#### [Work to do]
Write out everything in the rows below, from the line that contains "Could you please spot the man's" down to the end of the rows, with no changes.

#### [Items]
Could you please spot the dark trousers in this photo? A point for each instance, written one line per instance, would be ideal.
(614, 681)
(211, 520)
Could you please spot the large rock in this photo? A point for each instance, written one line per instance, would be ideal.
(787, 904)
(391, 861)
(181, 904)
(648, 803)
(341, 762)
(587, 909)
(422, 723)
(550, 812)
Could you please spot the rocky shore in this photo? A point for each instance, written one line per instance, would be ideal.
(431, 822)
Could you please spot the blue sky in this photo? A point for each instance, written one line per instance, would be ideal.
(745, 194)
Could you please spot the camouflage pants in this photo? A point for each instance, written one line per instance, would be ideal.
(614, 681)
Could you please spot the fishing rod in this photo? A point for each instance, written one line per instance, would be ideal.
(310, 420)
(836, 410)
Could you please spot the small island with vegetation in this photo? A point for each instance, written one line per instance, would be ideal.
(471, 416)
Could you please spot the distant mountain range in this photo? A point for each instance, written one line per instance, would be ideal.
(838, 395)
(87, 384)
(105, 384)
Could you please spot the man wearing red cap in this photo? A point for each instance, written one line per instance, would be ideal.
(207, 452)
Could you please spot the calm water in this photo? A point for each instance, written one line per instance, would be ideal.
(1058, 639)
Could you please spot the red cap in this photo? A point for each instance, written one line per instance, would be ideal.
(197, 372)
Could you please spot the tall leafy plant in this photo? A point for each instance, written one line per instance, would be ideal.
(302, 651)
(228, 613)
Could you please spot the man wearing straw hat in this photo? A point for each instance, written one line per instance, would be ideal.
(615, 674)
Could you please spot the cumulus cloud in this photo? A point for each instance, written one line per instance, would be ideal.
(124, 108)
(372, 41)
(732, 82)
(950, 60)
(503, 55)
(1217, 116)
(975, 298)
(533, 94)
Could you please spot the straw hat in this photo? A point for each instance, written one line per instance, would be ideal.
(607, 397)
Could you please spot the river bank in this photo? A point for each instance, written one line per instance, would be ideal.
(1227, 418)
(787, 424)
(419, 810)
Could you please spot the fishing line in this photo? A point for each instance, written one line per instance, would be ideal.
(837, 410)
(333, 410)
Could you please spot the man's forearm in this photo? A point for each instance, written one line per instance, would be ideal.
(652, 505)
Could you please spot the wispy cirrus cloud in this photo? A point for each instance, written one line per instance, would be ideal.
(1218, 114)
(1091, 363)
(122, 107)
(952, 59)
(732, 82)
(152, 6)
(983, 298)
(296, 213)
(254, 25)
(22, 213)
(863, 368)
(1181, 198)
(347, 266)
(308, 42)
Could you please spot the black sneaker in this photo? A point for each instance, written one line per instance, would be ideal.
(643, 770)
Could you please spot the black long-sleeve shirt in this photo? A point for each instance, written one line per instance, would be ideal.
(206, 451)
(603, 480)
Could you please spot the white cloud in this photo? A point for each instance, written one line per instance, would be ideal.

#### [Written reply]
Could you please spot the man's forearm in this photo? A point for each instance, written one line per instance, would be ideal.
(652, 505)
Could you please spot the wispy cirrus cloud in this photo? A point for each instance, written one line per instance, would be ideal.
(1218, 114)
(1091, 363)
(122, 107)
(952, 59)
(732, 82)
(152, 6)
(983, 298)
(296, 213)
(254, 25)
(22, 213)
(863, 368)
(1181, 198)
(347, 266)
(308, 42)
Could you please spot the black sneaker in this photo? A point for each instance, written one line per instance, would be ideal.
(643, 770)
Could you please spot the black long-sleeve shirt in this photo? A point for each instance, written one line per instance, would be ideal.
(206, 451)
(603, 480)
Could you please spot the white cloud in this photo? A point for each instance, written one line per instance, would be ideal.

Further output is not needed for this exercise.